## Task requirements
Copy out the entries exactly, from the first line to the last.

## Supplied material
+++

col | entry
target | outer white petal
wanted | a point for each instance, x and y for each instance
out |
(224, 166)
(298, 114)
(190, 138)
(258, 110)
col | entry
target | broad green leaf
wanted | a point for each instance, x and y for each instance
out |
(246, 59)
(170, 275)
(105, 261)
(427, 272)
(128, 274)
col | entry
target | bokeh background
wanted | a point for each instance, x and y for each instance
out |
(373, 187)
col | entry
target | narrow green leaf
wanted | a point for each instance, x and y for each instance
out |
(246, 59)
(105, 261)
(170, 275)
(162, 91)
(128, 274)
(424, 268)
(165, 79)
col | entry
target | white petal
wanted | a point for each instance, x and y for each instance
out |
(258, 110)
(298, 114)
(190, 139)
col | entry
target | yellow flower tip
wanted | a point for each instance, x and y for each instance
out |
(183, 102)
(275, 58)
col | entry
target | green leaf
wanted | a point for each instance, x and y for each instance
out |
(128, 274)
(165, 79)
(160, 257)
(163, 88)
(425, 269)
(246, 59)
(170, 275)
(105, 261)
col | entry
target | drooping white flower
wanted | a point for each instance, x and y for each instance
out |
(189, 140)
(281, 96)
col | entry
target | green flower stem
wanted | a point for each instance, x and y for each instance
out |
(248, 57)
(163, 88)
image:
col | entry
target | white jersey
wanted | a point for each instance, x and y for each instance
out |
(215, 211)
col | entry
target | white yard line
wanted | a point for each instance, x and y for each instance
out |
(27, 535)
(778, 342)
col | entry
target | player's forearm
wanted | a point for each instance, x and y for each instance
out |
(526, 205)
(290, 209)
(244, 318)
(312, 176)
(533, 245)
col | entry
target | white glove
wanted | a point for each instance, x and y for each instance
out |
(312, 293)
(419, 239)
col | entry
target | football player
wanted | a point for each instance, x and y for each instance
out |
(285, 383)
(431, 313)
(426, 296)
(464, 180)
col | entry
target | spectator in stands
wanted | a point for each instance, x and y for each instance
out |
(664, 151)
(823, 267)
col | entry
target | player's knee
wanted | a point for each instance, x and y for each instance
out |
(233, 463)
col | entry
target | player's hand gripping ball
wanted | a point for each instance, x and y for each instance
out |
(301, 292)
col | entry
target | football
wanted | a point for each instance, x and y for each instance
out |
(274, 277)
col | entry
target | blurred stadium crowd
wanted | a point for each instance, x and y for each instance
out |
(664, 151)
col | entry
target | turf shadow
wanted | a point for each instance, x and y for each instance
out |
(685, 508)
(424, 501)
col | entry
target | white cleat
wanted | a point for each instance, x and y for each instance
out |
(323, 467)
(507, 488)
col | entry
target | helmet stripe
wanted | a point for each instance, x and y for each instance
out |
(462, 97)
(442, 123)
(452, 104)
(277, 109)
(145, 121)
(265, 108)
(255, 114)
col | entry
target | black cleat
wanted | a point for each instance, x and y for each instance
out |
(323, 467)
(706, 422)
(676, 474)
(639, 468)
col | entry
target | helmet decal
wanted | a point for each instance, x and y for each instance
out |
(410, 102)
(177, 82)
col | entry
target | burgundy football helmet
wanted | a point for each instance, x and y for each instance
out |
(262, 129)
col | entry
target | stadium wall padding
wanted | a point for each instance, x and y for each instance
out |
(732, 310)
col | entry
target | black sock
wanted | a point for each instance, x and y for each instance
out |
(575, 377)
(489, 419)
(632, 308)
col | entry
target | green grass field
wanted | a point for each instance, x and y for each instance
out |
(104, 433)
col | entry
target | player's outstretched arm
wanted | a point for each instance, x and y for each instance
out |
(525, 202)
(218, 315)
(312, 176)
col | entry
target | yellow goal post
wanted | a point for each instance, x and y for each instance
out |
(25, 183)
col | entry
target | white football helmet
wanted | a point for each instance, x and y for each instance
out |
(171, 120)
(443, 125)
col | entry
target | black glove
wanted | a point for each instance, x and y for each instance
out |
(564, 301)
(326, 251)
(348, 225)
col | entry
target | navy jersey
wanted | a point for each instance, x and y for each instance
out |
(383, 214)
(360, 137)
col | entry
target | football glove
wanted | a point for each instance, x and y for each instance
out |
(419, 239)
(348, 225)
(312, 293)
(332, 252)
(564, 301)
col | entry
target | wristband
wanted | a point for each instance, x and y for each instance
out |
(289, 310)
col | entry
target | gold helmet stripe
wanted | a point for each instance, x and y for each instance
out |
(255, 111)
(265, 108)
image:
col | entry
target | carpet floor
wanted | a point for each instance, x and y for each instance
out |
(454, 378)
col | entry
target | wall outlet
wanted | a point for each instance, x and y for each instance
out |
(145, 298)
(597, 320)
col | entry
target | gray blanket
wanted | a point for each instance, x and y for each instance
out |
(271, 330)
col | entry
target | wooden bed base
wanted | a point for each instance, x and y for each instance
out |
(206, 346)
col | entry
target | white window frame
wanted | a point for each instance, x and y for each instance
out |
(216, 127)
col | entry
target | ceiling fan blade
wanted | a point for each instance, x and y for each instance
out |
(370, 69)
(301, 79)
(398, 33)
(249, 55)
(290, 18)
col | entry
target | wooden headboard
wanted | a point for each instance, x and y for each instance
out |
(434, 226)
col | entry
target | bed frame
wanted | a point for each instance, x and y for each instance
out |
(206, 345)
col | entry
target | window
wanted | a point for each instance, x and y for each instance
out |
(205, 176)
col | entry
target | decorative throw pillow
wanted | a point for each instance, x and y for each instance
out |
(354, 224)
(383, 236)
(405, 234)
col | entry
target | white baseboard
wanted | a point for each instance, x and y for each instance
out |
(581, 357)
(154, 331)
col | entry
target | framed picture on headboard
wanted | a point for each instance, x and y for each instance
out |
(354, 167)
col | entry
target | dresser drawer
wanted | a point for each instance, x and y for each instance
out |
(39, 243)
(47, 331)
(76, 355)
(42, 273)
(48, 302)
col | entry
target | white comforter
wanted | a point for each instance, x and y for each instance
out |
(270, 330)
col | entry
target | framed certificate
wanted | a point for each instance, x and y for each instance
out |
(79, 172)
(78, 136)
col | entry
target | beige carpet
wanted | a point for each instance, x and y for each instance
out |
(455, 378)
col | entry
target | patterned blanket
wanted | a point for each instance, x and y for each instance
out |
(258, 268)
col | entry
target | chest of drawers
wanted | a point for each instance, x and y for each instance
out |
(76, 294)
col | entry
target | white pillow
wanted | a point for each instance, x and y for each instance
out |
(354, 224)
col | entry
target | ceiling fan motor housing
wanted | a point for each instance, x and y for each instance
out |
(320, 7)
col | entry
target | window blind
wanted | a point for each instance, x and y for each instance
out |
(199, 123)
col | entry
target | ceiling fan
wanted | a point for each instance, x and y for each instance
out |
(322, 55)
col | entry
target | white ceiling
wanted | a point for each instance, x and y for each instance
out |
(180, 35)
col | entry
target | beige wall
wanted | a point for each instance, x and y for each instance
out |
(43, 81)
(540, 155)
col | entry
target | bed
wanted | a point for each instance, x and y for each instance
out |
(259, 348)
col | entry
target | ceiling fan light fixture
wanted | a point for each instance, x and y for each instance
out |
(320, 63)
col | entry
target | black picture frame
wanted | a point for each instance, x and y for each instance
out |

+++

## Solution to this problem
col | entry
target | outer white petal
wanted | a point for each instance, x and y for each instance
out |
(224, 166)
(298, 114)
(190, 138)
(258, 110)
col | entry
target | broad green leaf
wanted | a point for each instance, x and y for each instance
out |
(246, 59)
(170, 275)
(105, 261)
(427, 272)
(128, 274)
col | entry
target | bokeh background
wanted | a point for each instance, x and y for each instance
out |
(373, 187)
col | entry
target | narrow green leaf
wanted | a point for each instance, x and y for each instance
out |
(246, 59)
(105, 261)
(170, 275)
(162, 91)
(128, 274)
(424, 268)
(165, 79)
col | entry
target | white petal
wanted | a point for each instance, x and y for each instance
out |
(258, 110)
(298, 114)
(190, 139)
col | entry
target | yellow flower tip
wanted | a point for each instance, x and y for each instance
out |
(183, 102)
(275, 58)
col | entry
target | green leaf
wanted | a point for each instance, x and y for each instance
out |
(128, 274)
(165, 79)
(160, 257)
(163, 88)
(425, 269)
(246, 59)
(170, 275)
(105, 261)
col | entry
target | drooping white flower
wanted | a point for each instance, x and y for each instance
out |
(189, 140)
(281, 96)
col | entry
target | green flower stem
wanted | a point for each instance, x and y for each instance
out |
(248, 57)
(163, 88)
image:
col | entry
target | white jersey
wanted | a point for each instance, x and y for each instance
out |
(215, 211)
col | entry
target | white yard line
wanted | a point for each instance, x and y for each instance
out |
(27, 535)
(778, 342)
col | entry
target | player's forearm
wanted | a point for each instance, x and y for each instance
out |
(526, 205)
(290, 209)
(244, 318)
(312, 176)
(533, 245)
col | entry
target | white glove
wanted | a point for each instance, x and y for each instance
out |
(312, 293)
(419, 239)
col | entry
target | football player
wanted | a point for each instance, x and y for each instance
out |
(285, 383)
(431, 313)
(426, 296)
(464, 180)
col | entry
target | spectator in stands
wanted | a point for each instance, x and y for each instance
out |
(664, 151)
(823, 267)
col | entry
target | player's knee
wanted | a point for each instance, x and y for each instance
out |
(233, 463)
col | entry
target | player's hand gripping ball
wanted | a point for each instance, x and y for each instance
out |
(301, 292)
col | entry
target | football
wanted | a point for each instance, x and y for each instance
out |
(274, 277)
col | entry
target | blurred stadium crowd
wanted | a point for each instance, x and y for each instance
out |
(664, 151)
col | entry
target | turf shadow
wanted | a point for each instance, x and y for each instance
out |
(685, 508)
(424, 501)
col | entry
target | white cleat
wanted | a point for each instance, x and y for each instance
out |
(323, 467)
(507, 488)
col | entry
target | helmet stripe
wanted | a point for each instance, x and y for each instance
out |
(462, 97)
(442, 123)
(452, 104)
(277, 109)
(145, 121)
(265, 108)
(255, 114)
col | entry
target | black cleat
wanted | a point for each instance, x and y for each instance
out |
(323, 467)
(706, 422)
(676, 474)
(639, 468)
col | entry
target | helmet decal
wanted | a point for each instance, x and y for each instance
out |
(410, 102)
(177, 82)
col | entry
target | burgundy football helmet
wanted | a point for each instance, x and y for each instance
out |
(262, 129)
col | entry
target | stadium wall padding
wanted | a point for each instance, x and y for each instance
out |
(732, 310)
col | entry
target | black sock
wanted | a point for each instance, x and y for each instance
out |
(575, 377)
(489, 419)
(632, 308)
col | entry
target | green grass field
wanted | a point for each instance, x and y for each instance
out |
(104, 433)
col | entry
target | player's outstretched arm
wanted | a point for each instance, x and y for each instance
out |
(525, 202)
(218, 315)
(312, 176)
col | entry
target | yellow goal post
wanted | a point for each instance, x and y for each instance
out |
(25, 183)
col | entry
target | white football helmet
wanted | a point for each instance, x and y for each instance
out |
(171, 120)
(443, 125)
col | entry
target | black glove
wanted | a point for each instance, x and y for each instance
out |
(564, 301)
(326, 251)
(348, 225)
col | entry
target | navy jersey
wanted | a point for each instance, x and y for each instance
out |
(383, 214)
(360, 137)
col | entry
target | football glove
wanted | a point for each instance, x and y for each instance
out |
(419, 239)
(348, 225)
(312, 293)
(332, 252)
(564, 301)
col | entry
target | wristband
wanted | a point for each instance, x and y for each instance
out |
(289, 310)
col | entry
target | gold helmet stripe
wanted | a point for each instance, x and y for each instance
out |
(255, 111)
(265, 108)
image:
col | entry
target | carpet floor
wanted | a point for each instance, x and y for each instance
out |
(454, 378)
col | entry
target | wall outlet
wanted | a point for each instance, x and y for each instance
out |
(145, 298)
(597, 320)
col | entry
target | gray blanket
wanted | a point for each instance, x and y for each instance
out |
(271, 330)
col | entry
target | wooden bed base
wanted | a point for each instance, x and y for each instance
out |
(206, 346)
col | entry
target | white window frame
wanted | a point for each instance, x and y for each instance
out |
(216, 127)
col | entry
target | ceiling fan blade
wanted | a point for each instance, x and y for each instance
out |
(370, 69)
(301, 79)
(398, 33)
(249, 55)
(290, 18)
col | entry
target | wooden headboard
wanted | a point for each instance, x and y for each instance
out |
(434, 226)
col | entry
target | bed frame
wanted | a point for each instance, x and y for each instance
out |
(206, 345)
col | entry
target | window
wanted | a point for each instance, x and y for each instance
out |
(205, 176)
col | entry
target | decorative throw pillow
wanted | a point for each instance, x and y for each instance
out |
(354, 224)
(383, 236)
(405, 234)
col | entry
target | white baseboard
wanted | a point for each instance, x and y for each instance
out |
(581, 357)
(154, 331)
col | entry
target | framed picture on headboard
wanted | a point for each instance, x and y for each instance
out |
(354, 167)
col | entry
target | dresser drawer
wanted | a point for each instance, x and y for each instance
out |
(39, 243)
(47, 331)
(76, 355)
(42, 273)
(48, 302)
col | entry
target | white comforter
wanted | a point for each instance, x and y for each instance
out |
(270, 330)
col | entry
target | framed certificate
wanted | a point for each instance, x and y for each instance
out |
(79, 172)
(78, 136)
col | entry
target | beige carpet
wanted | a point for each instance, x and y for each instance
out |
(455, 378)
col | entry
target | patterned blanket
wanted | a point for each instance, x and y for each instance
out |
(258, 268)
col | entry
target | chest of drawers
wanted | a point for each instance, x and y for each instance
out |
(76, 294)
col | entry
target | white pillow
wanted | a point for each instance, x and y for each instance
out |
(354, 224)
col | entry
target | ceiling fan motor housing
wanted | a point for each instance, x and y for each instance
out |
(320, 7)
col | entry
target | window blind
wanted | a point for each instance, x and y for each instance
out |
(199, 123)
col | entry
target | ceiling fan
wanted | a point for each instance, x and y for each instance
out |
(322, 55)
col | entry
target | white ceiling
wanted | a point for each instance, x and y for each instance
out |
(180, 35)
col | entry
target | beige wall
wanted | a point for each instance, x and y for each instance
out |
(43, 81)
(540, 155)
col | entry
target | bed
wanted | a point for each instance, x and y for each instance
out |
(259, 348)
col | entry
target | ceiling fan light fixture
wanted | a point for each instance, x and y for each instance
out |
(320, 63)
col | entry
target | black picture frame
wanted | a point for each instance, x and y for each instance
out |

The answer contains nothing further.